[Quoted passage]:
########################################
Maybe it would have been better if this season had been the last one.
It would have saved me (I say me because I don’t presume to speak for others, although I doubt I am alone here) having to watch the whole telepath conflict and especially Byron. On rewatches I skip season 5. I did watch the first time because you never knew what would come next.
Although it would have detracted from Sheridan’s “Hero’s Journey”, I would have loved for the Telepath War actually been explored (they distraced from Sheridan anyway, with the setup – Byron, Lyta’s love for him, the teeps as outcasts, Bester ejecting that “normal” into hyperspace… And by the time “Crusade” came upon us, the TW was history past.
JMS always seemed to punt on the Telepath War. Season 5 sets it up, Crusade was poised to explore its implications and consequences, but that’s about it. Even the Psi Corps trilogy of novels intentionally skips past it. The long-standing rumor was that JMS held back on it for a possible TV-movie or film, but if so, it never materialized. (I often wonder if Crusade would have continued to tell pieces of it in flashback, but alas, we will probably never know.)
Sadly, I think we are well past the point where we will ever see it.
According to JMS, “What’s in Endgame, and most of Between… was always going to be there, with or without a 5th season. I made my trims in the period PRIOR TO these episodes, for the most part.”
########################################
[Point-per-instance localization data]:
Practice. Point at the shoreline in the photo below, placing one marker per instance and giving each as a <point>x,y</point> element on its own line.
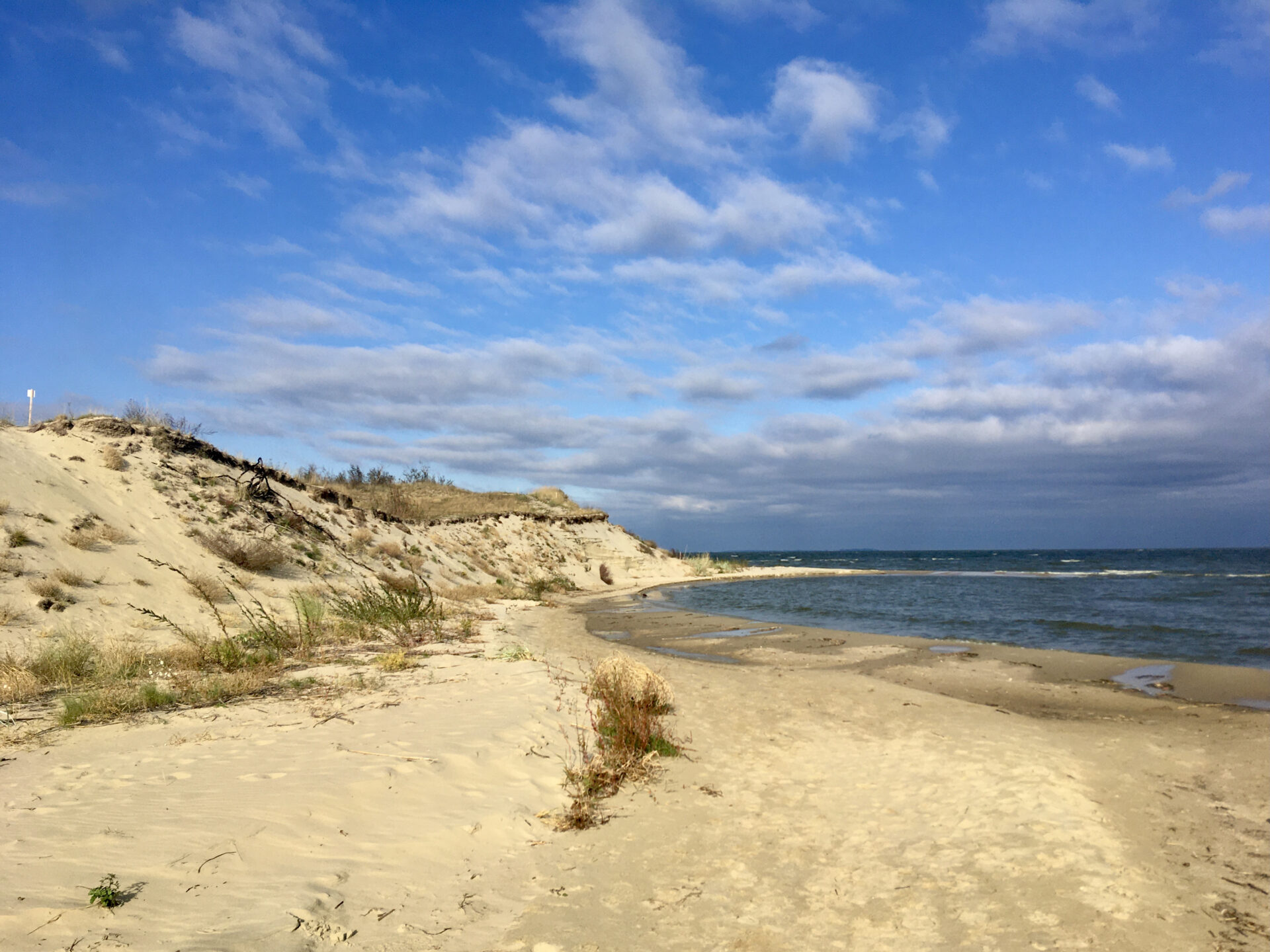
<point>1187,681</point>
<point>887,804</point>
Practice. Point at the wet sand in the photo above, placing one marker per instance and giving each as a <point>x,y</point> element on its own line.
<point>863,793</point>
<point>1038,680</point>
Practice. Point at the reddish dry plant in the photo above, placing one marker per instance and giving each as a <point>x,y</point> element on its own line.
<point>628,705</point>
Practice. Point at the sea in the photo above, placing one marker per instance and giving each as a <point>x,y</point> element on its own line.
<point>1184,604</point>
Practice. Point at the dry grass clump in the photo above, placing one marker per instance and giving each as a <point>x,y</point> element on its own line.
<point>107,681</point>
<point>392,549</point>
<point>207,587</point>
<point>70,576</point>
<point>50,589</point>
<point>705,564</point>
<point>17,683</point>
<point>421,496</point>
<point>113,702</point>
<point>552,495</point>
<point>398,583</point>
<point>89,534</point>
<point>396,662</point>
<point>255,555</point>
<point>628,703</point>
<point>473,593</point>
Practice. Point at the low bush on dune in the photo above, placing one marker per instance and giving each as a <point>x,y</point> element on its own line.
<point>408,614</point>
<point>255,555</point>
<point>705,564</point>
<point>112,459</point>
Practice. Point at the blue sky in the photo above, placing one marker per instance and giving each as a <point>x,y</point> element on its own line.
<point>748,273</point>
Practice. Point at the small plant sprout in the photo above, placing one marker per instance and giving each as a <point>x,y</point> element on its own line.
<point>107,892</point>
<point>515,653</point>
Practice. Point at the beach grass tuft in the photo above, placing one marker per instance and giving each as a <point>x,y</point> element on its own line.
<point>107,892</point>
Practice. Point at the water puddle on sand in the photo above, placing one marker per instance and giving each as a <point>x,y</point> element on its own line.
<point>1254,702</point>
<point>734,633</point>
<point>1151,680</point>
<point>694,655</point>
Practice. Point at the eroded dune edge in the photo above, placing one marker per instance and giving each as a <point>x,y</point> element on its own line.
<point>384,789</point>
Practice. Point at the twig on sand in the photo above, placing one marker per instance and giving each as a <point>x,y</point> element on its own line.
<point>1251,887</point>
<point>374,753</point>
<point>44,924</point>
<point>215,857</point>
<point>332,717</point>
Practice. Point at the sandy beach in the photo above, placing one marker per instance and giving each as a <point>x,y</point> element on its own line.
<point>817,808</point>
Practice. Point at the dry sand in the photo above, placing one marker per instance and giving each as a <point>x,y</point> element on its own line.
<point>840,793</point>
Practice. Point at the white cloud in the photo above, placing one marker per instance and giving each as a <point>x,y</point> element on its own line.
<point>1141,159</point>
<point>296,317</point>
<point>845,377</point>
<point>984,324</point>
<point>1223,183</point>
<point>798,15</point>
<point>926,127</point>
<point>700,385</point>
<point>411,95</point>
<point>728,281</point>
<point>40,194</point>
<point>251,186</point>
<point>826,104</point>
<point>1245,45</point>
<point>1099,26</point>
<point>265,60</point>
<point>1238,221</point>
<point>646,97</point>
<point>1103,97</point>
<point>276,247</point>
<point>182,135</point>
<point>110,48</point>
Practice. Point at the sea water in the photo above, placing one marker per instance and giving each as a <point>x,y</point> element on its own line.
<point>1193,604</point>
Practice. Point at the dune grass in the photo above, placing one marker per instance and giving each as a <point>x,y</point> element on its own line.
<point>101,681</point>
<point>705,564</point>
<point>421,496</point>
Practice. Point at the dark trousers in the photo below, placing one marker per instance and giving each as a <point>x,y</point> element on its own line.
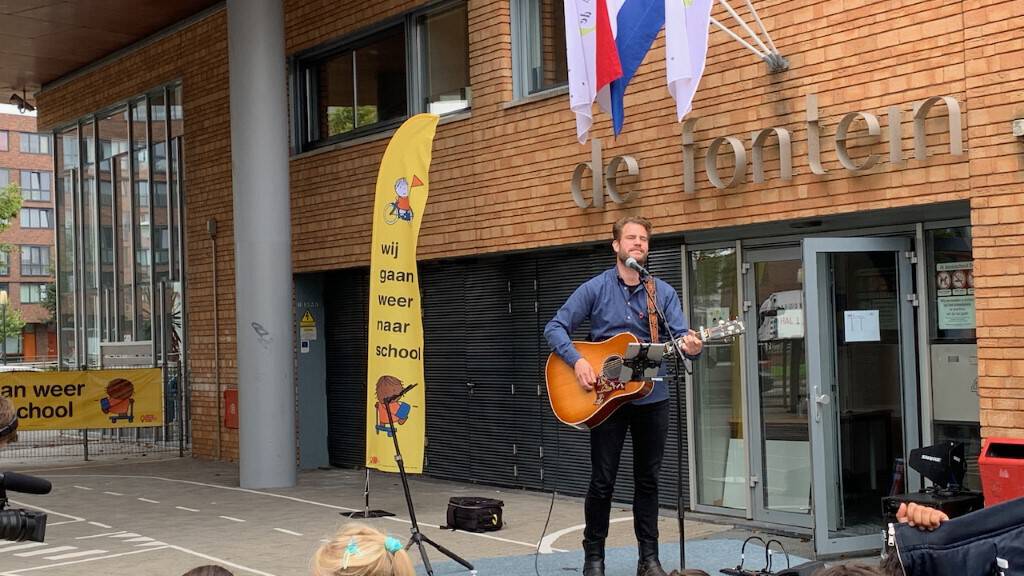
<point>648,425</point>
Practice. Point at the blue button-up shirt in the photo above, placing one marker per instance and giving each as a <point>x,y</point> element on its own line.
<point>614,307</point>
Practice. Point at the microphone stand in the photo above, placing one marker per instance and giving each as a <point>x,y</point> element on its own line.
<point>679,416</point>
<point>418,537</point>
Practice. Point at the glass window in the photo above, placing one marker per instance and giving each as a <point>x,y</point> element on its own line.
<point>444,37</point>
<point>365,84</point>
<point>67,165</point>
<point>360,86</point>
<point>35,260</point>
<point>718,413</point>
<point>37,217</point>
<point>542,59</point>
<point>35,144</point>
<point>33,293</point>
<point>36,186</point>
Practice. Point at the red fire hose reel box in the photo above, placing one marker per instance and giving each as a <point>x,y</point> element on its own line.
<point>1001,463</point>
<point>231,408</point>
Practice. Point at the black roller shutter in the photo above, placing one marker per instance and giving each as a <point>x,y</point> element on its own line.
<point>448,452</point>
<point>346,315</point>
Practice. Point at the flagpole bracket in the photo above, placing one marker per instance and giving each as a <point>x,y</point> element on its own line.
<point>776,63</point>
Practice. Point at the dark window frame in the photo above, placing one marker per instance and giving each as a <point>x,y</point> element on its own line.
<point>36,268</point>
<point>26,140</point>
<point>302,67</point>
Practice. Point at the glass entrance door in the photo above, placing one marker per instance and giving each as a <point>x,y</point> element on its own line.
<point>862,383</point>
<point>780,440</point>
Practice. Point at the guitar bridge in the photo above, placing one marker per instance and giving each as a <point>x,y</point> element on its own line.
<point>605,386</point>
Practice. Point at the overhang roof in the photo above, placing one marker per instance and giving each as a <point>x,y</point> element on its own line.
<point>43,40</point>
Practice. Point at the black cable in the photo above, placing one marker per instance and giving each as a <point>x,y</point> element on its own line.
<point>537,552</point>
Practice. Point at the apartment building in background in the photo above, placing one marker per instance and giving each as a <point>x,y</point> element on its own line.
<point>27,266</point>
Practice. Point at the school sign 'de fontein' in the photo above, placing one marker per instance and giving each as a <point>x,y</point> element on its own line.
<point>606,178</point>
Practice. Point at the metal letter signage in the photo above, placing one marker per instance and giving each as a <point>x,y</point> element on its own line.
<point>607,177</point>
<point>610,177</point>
########################################
[What is required]: Write out the part of the comments on the Telepath War starting with "Although it would" and going on through "was history past.". The items stand apart from the comments on the Telepath War and have no connection to them.

[Solution to this problem]:
Although it would have detracted from Sheridan’s “Hero’s Journey”, I would have loved for the Telepath War actually been explored (they distraced from Sheridan anyway, with the setup – Byron, Lyta’s love for him, the teeps as outcasts, Bester ejecting that “normal” into hyperspace… And by the time “Crusade” came upon us, the TW was history past.